Find the line containing "Query: white cloud" in the material below; copy that line and all following lines exactly.

▶ _SOURCE MATERIAL_:

★ ★ ★

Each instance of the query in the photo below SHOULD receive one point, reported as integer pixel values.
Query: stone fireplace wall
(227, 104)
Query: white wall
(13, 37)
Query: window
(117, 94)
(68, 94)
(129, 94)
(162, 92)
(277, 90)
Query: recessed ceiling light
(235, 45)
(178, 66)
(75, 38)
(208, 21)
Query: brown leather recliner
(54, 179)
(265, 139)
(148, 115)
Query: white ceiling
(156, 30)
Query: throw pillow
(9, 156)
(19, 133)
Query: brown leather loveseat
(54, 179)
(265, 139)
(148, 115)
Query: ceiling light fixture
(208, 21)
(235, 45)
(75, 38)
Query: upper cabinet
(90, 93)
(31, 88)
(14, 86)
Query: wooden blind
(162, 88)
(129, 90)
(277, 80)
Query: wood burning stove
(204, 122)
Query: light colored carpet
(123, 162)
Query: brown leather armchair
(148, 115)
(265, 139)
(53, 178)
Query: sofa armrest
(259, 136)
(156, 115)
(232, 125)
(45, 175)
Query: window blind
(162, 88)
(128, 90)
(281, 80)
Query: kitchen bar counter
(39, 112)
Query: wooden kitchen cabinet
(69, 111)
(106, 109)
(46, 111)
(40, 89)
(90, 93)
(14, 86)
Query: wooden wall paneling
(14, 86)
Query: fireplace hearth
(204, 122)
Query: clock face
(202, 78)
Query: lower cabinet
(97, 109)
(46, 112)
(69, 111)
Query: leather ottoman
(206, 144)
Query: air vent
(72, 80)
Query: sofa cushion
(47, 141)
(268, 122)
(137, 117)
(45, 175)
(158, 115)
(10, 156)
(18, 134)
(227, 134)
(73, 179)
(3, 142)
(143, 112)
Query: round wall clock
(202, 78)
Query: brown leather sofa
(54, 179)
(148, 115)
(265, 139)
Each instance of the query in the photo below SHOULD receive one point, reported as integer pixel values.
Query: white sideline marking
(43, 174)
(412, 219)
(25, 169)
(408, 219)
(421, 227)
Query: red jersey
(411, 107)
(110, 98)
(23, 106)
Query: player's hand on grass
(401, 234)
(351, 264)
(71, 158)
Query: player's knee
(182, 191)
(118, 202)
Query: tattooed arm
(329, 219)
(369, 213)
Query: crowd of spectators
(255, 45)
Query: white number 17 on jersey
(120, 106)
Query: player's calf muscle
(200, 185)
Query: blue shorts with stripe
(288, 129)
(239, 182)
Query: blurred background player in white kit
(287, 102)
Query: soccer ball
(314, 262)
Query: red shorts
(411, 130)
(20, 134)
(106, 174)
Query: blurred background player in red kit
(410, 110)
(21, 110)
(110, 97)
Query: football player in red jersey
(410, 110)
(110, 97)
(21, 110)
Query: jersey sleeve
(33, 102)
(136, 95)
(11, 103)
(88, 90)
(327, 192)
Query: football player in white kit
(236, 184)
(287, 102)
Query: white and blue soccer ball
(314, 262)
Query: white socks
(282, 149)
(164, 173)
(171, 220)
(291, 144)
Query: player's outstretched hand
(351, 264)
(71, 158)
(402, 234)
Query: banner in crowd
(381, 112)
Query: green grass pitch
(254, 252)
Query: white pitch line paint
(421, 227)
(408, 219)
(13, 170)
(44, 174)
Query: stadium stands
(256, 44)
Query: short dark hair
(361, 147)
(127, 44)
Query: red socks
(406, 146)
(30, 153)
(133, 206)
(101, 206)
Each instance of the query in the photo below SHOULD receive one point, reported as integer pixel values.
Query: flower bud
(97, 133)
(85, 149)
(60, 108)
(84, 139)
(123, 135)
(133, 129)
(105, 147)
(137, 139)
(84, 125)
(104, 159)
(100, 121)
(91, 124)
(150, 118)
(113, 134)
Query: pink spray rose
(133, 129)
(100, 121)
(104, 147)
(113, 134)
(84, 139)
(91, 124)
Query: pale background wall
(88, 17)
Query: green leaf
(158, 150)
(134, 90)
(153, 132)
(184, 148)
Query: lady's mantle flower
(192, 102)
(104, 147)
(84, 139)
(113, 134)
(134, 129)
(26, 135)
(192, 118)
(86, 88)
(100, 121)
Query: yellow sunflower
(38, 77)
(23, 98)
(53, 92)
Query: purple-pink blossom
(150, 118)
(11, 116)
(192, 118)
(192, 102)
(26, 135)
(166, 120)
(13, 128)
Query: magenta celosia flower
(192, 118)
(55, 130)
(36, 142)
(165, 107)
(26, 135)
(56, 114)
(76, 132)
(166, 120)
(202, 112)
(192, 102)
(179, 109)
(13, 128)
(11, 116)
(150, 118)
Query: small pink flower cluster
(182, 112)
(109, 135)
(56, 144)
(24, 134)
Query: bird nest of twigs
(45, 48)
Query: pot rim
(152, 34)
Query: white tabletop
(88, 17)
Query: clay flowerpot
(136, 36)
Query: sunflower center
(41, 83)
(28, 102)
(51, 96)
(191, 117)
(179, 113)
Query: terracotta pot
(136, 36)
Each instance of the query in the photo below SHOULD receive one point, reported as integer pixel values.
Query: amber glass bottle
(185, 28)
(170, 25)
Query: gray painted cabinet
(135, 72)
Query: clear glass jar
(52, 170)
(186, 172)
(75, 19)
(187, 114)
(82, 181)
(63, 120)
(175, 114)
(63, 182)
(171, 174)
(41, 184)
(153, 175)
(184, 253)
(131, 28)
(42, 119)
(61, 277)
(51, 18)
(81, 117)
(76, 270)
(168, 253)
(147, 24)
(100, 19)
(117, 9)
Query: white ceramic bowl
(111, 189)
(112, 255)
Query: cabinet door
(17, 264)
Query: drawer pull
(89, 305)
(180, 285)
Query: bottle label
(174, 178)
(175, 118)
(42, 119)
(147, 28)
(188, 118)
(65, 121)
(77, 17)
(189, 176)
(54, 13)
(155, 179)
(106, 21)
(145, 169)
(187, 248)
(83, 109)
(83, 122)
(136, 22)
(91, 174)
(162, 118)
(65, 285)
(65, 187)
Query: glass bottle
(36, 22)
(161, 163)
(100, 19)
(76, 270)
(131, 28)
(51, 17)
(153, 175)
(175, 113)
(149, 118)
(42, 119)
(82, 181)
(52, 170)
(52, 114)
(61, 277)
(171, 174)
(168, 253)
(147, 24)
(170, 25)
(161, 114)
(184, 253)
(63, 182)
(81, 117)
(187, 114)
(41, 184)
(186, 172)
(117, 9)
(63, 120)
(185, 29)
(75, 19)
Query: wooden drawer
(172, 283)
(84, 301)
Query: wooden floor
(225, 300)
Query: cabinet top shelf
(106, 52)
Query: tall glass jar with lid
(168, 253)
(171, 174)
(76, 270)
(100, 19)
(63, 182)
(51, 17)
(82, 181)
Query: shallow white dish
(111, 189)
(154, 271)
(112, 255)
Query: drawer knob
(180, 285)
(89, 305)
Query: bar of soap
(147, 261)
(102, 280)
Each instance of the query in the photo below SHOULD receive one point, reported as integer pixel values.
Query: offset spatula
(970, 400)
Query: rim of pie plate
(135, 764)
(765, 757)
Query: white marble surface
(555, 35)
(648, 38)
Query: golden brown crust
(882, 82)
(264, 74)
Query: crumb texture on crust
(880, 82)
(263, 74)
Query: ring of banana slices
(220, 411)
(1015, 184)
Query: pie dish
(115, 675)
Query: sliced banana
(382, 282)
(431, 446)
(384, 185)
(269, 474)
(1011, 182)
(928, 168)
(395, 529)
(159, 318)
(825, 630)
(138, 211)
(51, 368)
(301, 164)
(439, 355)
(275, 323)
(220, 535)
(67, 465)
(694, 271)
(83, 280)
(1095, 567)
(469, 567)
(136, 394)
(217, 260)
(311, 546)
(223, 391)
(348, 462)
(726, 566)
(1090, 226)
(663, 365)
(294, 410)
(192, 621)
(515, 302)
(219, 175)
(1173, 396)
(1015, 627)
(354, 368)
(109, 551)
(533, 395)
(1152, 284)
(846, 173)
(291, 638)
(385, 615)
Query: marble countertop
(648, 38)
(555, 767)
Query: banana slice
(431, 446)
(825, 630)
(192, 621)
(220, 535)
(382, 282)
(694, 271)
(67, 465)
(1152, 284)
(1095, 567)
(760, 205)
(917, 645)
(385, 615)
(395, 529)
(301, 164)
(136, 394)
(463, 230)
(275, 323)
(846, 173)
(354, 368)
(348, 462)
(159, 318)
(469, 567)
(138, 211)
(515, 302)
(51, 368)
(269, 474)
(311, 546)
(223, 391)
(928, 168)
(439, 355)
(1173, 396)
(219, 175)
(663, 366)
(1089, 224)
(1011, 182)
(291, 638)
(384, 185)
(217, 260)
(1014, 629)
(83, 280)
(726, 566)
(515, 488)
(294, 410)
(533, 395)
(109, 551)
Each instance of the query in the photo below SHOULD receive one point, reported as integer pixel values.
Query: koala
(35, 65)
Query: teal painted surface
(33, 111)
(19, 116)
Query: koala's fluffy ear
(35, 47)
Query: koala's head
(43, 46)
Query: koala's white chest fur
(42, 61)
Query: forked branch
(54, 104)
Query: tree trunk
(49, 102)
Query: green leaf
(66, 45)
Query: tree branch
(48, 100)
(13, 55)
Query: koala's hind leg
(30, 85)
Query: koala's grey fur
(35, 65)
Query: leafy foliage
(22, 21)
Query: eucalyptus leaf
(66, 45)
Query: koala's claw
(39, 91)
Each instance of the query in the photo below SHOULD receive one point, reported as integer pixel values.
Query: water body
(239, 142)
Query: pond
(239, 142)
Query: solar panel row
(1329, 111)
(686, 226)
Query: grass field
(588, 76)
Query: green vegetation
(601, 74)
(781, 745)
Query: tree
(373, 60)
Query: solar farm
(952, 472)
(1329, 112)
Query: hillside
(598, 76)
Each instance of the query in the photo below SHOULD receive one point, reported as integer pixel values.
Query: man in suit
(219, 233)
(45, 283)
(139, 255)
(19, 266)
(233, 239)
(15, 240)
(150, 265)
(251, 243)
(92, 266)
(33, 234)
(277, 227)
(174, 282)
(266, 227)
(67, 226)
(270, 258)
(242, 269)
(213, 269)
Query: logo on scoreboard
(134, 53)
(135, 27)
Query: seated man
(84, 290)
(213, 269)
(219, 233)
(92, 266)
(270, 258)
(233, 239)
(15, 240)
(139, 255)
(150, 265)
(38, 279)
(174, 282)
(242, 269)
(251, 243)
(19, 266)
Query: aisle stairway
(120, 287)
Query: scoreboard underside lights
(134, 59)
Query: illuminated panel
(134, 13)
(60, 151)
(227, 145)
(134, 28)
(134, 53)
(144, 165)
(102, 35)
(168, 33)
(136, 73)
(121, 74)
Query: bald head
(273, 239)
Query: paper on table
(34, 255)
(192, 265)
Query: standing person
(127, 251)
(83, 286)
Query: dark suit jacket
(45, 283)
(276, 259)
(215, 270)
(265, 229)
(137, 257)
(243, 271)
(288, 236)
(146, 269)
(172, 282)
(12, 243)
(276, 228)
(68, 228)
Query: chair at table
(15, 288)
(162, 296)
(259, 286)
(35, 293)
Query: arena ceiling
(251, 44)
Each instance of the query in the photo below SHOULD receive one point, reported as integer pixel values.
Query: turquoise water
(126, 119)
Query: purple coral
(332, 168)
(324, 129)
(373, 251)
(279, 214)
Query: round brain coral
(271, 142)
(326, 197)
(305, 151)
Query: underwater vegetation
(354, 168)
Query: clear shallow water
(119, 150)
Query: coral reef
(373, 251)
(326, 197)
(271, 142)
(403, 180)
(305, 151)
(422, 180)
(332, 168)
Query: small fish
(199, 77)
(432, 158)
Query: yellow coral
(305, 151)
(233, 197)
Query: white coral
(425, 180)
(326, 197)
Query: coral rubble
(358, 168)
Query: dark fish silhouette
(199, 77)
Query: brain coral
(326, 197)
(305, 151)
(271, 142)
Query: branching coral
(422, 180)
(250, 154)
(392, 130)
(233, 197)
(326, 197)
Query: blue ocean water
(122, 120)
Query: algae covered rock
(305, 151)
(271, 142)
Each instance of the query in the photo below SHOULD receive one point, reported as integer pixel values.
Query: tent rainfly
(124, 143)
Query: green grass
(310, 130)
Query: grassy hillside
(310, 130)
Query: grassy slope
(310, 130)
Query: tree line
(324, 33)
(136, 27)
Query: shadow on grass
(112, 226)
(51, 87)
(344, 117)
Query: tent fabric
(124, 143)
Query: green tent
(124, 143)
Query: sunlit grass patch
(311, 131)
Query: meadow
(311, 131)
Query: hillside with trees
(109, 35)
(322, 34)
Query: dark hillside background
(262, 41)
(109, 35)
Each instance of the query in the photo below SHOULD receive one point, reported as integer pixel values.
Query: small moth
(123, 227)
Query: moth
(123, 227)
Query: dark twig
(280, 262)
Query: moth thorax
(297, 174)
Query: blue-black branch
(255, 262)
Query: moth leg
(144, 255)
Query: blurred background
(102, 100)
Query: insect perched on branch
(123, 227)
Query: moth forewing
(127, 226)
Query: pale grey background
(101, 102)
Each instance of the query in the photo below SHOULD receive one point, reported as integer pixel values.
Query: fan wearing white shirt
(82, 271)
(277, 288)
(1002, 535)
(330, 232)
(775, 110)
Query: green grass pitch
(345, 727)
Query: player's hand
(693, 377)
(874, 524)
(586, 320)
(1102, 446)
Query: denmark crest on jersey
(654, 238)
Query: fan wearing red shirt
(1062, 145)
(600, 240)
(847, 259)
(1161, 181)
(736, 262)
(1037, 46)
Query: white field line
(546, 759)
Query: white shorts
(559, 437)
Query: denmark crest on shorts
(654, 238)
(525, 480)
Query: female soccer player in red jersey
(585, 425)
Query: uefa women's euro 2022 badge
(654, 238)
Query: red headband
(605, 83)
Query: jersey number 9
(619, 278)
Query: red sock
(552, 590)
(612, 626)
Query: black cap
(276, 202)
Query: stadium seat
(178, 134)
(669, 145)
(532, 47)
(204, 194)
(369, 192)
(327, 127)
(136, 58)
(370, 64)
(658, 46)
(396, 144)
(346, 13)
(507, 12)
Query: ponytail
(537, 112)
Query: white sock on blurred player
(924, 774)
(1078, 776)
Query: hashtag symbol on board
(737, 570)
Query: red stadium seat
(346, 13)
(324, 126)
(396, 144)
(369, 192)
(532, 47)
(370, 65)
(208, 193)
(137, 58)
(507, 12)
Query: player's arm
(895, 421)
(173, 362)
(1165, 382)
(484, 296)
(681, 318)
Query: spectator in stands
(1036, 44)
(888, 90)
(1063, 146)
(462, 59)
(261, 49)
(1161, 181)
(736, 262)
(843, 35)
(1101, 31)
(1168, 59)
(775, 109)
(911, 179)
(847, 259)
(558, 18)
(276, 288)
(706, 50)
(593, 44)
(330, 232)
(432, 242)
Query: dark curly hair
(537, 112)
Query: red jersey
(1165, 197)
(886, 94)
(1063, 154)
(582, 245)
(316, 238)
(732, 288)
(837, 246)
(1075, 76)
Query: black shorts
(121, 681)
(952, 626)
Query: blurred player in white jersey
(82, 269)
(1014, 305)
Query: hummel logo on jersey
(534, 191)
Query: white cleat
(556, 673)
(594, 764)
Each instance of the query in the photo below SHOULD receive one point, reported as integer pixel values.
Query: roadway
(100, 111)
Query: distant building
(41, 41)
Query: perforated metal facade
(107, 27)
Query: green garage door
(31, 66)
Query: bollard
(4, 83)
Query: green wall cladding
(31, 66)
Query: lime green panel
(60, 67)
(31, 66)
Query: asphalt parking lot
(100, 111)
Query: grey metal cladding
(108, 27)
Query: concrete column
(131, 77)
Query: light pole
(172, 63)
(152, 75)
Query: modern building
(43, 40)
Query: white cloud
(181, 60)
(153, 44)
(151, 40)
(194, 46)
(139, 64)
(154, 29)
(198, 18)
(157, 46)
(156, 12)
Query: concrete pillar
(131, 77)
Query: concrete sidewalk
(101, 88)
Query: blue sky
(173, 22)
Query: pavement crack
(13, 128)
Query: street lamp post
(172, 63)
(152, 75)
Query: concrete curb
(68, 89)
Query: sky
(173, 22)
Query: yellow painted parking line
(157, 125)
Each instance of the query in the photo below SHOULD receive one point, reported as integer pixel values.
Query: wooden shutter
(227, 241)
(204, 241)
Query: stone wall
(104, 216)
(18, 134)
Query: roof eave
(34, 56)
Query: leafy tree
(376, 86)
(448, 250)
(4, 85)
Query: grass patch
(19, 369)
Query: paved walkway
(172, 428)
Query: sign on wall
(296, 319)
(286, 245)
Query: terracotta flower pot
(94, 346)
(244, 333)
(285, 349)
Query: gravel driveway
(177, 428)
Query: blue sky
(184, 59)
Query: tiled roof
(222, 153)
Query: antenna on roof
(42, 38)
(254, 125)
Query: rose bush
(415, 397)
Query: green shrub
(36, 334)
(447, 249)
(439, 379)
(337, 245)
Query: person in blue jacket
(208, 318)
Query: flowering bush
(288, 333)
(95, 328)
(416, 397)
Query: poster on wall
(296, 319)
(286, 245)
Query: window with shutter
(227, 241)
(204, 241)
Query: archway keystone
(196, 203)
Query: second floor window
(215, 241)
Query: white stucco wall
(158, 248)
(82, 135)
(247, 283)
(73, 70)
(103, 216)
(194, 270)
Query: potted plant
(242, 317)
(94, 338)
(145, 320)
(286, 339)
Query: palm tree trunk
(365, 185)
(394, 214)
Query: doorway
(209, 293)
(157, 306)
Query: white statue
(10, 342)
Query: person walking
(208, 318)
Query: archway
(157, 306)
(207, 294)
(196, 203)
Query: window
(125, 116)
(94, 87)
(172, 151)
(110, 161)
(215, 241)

★ ★ ★

▶ _RESULT_:
Query: white cloud
(181, 60)
(153, 44)
(151, 40)
(194, 46)
(139, 64)
(154, 29)
(198, 18)
(157, 46)
(156, 12)
Query: concrete pillar
(131, 77)
Query: concrete sidewalk
(101, 88)
Query: blue sky
(173, 22)
Query: pavement crack
(13, 128)
Query: street lamp post
(172, 63)
(152, 75)
Query: concrete curb
(68, 89)
Query: sky
(173, 22)
Query: yellow painted parking line
(157, 125)
Each instance of the query in the photo below SHOULD receive one point, reported as integer pixel values.
Query: wooden shutter
(227, 241)
(204, 241)
Query: stone wall
(104, 216)
(18, 134)
Query: roof eave
(34, 56)
Query: leafy tree
(376, 86)
(448, 250)
(4, 85)
Query: grass patch
(19, 369)
Query: paved walkway
(172, 428)
Query: sign on wall
(296, 319)
(286, 245)
Query: terracotta flower pot
(94, 346)
(244, 333)
(285, 349)
Query: gravel driveway
(177, 428)
Query: blue sky
(184, 59)
Query: tiled roof
(222, 153)
Query: antenna on roof
(42, 38)
(254, 125)
Query: rose bush
(415, 397)
Query: green shrub
(36, 334)
(447, 249)
(439, 379)
(337, 245)
Query: person in blue jacket
(208, 318)
Query: flowering bush
(288, 333)
(95, 328)
(416, 397)
Query: poster on wall
(296, 319)
(286, 245)
Query: window with shutter
(227, 241)
(204, 241)
Query: archway keystone
(196, 203)
Query: second floor window
(215, 241)
Query: white stucco wall
(158, 248)
(82, 135)
(247, 283)
(73, 70)
(103, 216)
(194, 270)
Query: potted plant
(242, 317)
(94, 338)
(145, 320)
(286, 339)
Query: palm tree trunk
(365, 185)
(394, 214)
Query: doorway
(209, 293)
(157, 306)
Query: white statue
(10, 342)
Query: person walking
(208, 318)
Query: archway
(157, 306)
(207, 294)
(196, 203)
Query: window
(125, 116)
(94, 87)
(172, 151)
(110, 161)
(215, 241)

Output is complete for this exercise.